EXERCISE REQUIREMENTS: Reproduce, without any change, the part of the records that opens with the line containing "Where can you find the white baseboard?" and closes with the line containing "<point>621,590</point>", including both of those lines.

EXTRACTED ENTRIES:
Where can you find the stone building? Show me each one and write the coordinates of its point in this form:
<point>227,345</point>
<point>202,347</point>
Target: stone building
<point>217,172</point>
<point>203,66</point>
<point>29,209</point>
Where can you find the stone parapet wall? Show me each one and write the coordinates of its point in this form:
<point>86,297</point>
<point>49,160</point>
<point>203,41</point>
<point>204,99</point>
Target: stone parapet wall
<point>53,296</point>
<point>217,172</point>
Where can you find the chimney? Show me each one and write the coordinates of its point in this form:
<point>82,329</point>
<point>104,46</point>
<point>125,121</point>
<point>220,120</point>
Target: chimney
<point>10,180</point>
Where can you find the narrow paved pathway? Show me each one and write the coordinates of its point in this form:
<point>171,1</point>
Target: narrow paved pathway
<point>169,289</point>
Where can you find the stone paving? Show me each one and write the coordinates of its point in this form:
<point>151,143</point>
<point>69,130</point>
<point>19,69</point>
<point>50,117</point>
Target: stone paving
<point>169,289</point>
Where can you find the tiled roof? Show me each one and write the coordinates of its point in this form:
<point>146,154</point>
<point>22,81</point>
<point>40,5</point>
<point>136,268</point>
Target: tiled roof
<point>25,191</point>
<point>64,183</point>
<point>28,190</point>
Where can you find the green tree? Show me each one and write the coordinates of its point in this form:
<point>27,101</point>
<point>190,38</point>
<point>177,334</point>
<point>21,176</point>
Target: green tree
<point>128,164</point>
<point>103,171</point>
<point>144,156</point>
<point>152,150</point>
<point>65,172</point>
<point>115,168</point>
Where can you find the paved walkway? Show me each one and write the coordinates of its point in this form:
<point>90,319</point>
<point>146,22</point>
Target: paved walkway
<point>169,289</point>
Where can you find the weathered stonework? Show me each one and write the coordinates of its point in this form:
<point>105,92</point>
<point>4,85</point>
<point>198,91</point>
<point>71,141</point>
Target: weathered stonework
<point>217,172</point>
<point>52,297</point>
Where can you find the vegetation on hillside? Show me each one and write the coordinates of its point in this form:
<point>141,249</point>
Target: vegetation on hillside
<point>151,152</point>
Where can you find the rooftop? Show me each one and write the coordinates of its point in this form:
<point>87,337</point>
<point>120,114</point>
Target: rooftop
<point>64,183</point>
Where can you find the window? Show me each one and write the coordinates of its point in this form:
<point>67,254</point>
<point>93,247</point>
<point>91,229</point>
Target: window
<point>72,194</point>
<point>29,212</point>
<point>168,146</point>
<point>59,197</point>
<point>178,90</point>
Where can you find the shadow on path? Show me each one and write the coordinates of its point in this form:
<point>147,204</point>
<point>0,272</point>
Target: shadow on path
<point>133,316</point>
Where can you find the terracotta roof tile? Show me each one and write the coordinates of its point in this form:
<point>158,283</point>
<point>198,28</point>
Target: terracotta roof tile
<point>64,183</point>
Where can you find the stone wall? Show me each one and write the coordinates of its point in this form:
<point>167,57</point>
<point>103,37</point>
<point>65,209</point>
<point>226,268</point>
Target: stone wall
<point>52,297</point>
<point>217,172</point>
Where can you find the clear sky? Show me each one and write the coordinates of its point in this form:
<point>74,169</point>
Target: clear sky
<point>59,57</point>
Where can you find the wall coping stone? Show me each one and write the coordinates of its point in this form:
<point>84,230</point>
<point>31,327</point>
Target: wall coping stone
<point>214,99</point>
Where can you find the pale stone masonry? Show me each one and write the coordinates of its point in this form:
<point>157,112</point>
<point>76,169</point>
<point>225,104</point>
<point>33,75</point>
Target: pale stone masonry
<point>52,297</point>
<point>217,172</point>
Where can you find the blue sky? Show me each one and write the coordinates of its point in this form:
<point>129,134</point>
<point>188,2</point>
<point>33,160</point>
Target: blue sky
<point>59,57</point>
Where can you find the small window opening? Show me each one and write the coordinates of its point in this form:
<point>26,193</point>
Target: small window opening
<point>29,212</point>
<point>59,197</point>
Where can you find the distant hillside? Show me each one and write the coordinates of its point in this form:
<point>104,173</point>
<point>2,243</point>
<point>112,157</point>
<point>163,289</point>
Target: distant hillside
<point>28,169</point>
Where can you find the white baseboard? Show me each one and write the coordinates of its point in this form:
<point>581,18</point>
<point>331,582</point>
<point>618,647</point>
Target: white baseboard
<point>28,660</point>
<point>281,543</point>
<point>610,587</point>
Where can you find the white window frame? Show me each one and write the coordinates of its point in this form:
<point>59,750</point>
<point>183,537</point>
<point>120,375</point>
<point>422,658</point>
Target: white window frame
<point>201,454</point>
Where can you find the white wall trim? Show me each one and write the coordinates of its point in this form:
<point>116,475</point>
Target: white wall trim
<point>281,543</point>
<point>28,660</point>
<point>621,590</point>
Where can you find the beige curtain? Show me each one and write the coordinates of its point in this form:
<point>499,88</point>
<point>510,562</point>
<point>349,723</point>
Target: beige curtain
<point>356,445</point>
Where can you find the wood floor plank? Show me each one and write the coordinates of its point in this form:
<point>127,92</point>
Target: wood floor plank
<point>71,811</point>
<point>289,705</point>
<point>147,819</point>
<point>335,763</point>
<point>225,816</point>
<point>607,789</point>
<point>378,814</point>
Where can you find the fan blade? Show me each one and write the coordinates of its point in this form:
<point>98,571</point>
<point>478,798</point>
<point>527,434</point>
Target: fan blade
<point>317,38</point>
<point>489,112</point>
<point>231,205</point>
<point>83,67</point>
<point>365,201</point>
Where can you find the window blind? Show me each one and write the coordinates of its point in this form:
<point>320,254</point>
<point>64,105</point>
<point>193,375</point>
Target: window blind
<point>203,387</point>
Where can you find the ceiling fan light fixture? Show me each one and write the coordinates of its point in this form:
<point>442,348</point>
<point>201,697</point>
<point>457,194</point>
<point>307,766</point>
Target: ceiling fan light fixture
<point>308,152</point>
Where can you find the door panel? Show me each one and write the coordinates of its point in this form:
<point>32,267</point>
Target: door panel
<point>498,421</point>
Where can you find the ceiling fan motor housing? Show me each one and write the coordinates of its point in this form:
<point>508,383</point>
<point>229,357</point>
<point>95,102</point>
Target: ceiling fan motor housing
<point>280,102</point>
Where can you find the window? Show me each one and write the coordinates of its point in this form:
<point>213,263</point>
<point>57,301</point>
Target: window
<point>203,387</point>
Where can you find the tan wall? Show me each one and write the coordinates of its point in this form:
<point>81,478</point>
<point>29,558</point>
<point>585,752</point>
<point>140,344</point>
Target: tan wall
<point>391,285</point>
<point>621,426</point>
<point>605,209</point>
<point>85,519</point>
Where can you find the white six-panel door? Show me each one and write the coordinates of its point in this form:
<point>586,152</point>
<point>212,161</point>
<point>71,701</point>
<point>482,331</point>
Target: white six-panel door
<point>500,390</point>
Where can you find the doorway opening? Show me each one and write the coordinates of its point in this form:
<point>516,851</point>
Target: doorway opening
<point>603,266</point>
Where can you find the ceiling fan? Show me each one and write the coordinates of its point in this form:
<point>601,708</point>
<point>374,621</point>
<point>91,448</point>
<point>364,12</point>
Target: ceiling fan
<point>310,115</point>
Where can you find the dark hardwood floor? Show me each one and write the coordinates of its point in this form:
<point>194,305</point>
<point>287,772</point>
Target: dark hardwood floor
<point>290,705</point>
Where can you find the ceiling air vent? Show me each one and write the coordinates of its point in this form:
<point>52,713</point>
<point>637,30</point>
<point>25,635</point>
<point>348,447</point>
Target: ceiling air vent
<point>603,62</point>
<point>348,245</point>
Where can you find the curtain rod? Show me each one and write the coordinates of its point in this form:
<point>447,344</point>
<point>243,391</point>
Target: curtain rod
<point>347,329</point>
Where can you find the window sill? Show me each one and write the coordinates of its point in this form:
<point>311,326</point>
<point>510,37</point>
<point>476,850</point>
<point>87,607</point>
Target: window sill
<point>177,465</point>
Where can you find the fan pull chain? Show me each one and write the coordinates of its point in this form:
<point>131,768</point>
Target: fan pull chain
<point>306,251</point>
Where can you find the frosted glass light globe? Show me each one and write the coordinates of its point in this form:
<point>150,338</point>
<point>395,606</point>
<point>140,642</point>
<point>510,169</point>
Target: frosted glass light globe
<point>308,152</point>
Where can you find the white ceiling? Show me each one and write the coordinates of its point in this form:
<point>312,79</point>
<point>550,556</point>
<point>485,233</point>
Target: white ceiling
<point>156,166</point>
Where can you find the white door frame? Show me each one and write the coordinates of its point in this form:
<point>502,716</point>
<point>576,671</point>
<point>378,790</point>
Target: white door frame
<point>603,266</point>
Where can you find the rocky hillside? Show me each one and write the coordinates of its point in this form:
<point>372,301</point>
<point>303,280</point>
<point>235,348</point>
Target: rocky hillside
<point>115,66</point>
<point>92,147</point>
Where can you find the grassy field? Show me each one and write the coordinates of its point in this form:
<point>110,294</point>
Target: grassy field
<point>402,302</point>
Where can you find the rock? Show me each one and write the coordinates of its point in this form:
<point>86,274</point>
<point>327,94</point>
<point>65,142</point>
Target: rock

WRITTEN SOLUTION:
Where can you find the white baseboard? Show me each one and write the coordinates of its point in this form:
<point>581,18</point>
<point>331,582</point>
<point>618,647</point>
Target: white baseboard
<point>28,660</point>
<point>281,543</point>
<point>610,587</point>
Where can you find the white window frame? Show me each one and write the coordinates of its point in this form:
<point>59,750</point>
<point>183,537</point>
<point>120,375</point>
<point>422,658</point>
Target: white window frame
<point>201,454</point>
Where can you find the white wall trim? Show me each one and write the coordinates of its point in this form:
<point>116,475</point>
Target: white wall trim
<point>281,543</point>
<point>28,660</point>
<point>621,590</point>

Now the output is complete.